**Deine Aufgaben:**
1. In welchem Bereich lässt sich laut dem Beitrag zum Confixx-Menü der externe Zugriff erlauben?
2. Schreib den Beitrag zum Confixx-Menü nach seinem letzten Satz weiter.

**Zitierter Abschnitt:**
Sieht so aus, als hättest du deinen eingenen Root-Server bei Puretec....

Dann kennst du bestimmt auch das Config Menü für den Kunden
http://confixx.p1234567.pureserver.de/user/index.php
Da den Punkt Datenbanken, dort findest du den Benutzer und das Kennwort für den jeweiligen Kunden...
unter 
http://confixx.p1234567.pureserver.de/admin/
Einstellungen 
Datenbanken
kannst du den Administrator einrichten....

Bei 
http://confixx.p1234567.pureserver.de/reseller/index.php
Kunden 
MySQL 
kannst du den externen Zugriff erlauben. 
Ist bei mir aber deaktiviert....

**Gespeicherte Daten:**
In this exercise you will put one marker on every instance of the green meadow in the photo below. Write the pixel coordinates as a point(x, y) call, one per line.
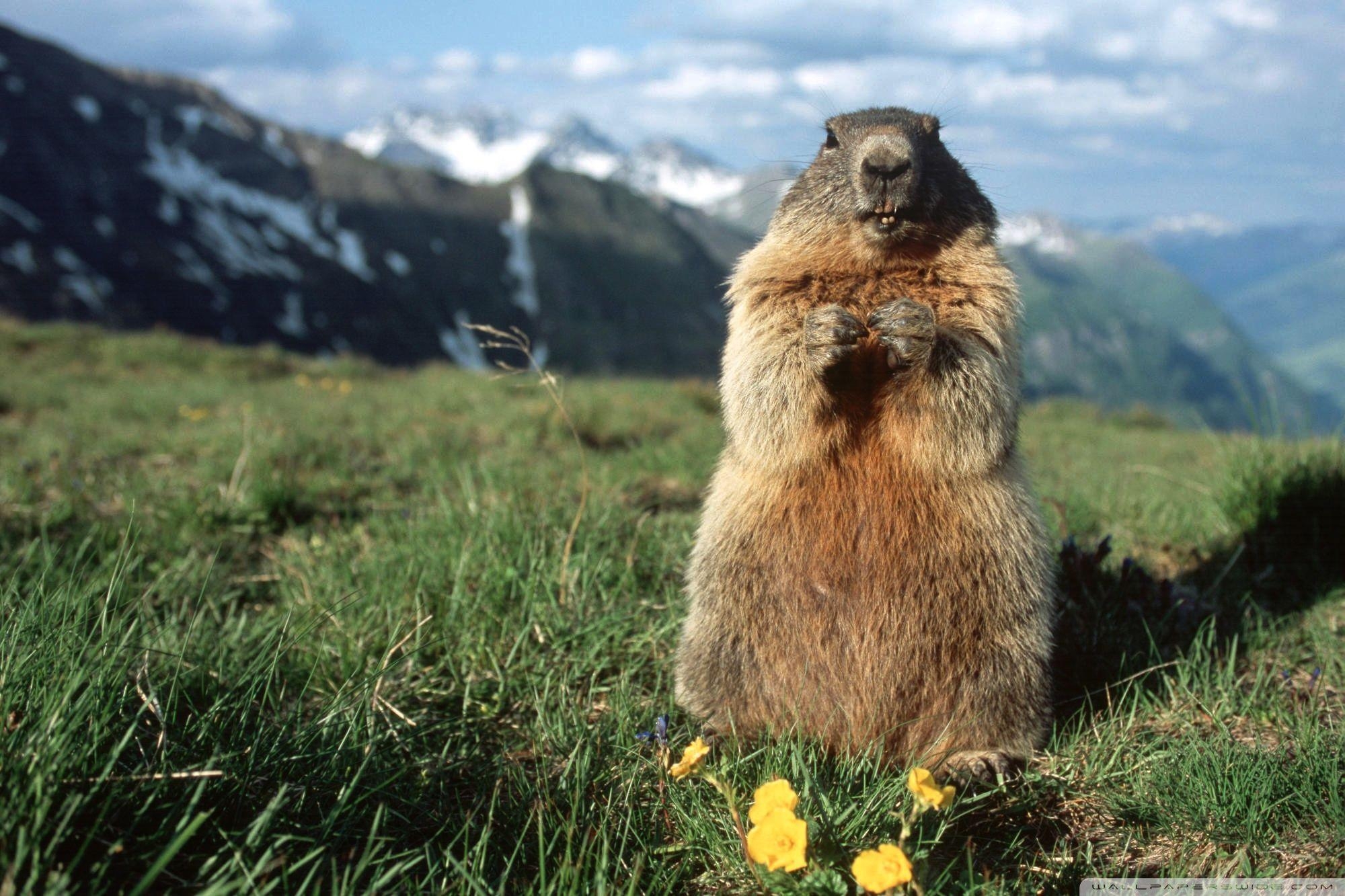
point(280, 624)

==

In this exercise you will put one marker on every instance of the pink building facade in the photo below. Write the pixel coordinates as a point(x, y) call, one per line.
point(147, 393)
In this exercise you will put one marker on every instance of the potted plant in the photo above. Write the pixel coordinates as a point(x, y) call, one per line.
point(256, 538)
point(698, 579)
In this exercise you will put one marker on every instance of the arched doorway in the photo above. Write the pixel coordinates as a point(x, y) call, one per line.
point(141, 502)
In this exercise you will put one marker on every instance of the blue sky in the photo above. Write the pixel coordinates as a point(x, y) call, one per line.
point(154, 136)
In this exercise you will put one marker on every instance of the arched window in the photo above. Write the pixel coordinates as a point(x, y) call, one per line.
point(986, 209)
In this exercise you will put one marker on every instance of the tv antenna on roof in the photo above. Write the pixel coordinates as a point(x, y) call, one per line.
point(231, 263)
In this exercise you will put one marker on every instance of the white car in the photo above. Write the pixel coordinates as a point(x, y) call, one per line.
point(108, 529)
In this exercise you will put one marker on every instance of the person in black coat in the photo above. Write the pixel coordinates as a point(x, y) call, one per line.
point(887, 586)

---

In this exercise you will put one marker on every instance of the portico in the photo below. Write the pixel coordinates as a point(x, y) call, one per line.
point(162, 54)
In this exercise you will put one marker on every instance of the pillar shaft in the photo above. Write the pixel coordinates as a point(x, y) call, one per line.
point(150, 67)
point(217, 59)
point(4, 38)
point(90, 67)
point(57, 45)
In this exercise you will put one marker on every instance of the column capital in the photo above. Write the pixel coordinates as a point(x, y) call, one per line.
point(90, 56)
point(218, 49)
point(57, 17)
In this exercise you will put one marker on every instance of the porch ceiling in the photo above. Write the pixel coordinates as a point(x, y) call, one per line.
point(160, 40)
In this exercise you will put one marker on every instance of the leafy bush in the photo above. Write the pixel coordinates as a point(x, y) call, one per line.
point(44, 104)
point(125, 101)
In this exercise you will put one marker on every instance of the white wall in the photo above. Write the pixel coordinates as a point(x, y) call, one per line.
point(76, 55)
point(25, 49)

**Antworten je Aufgabe:**
1. Im Reseller-Bereich unter „Kunden“ und dann „MySQL“.

2.
Teile meiner config.inc.php3

$cfg['Servers'][$i]['host']          = 'localhost'; 
$cfg['Servers'][$i]['port']          = '';          
$cfg['Servers'][$i]['socket']        = '';          
$cfg['Servers'][$i]['connect_type']  = 'tcp';       
$cfg['Servers'][$i]['compress']      = FALSE;       
$cfg['Servers'][$i]['controluser']   = '';          
$cfg['Servers'][$i]['controlpass']   = '';          
$cfg['Servers'][$i]['auth_type']     = 'config';    
$cfg['Servers'][$i]['user']          = 'web1';      
$cfg['Servers'][$i]['password']      = 'secret';                
$cfg['Servers'][$i]['only_db']       = 'usr_web1_1';    

Wenn phpMyAdmin erst mal soweit läuft dem Link 
phpMyAdmin documentation folgen - super Doku....

bzw. /php3/Documentation.html lesen

Mike
;-)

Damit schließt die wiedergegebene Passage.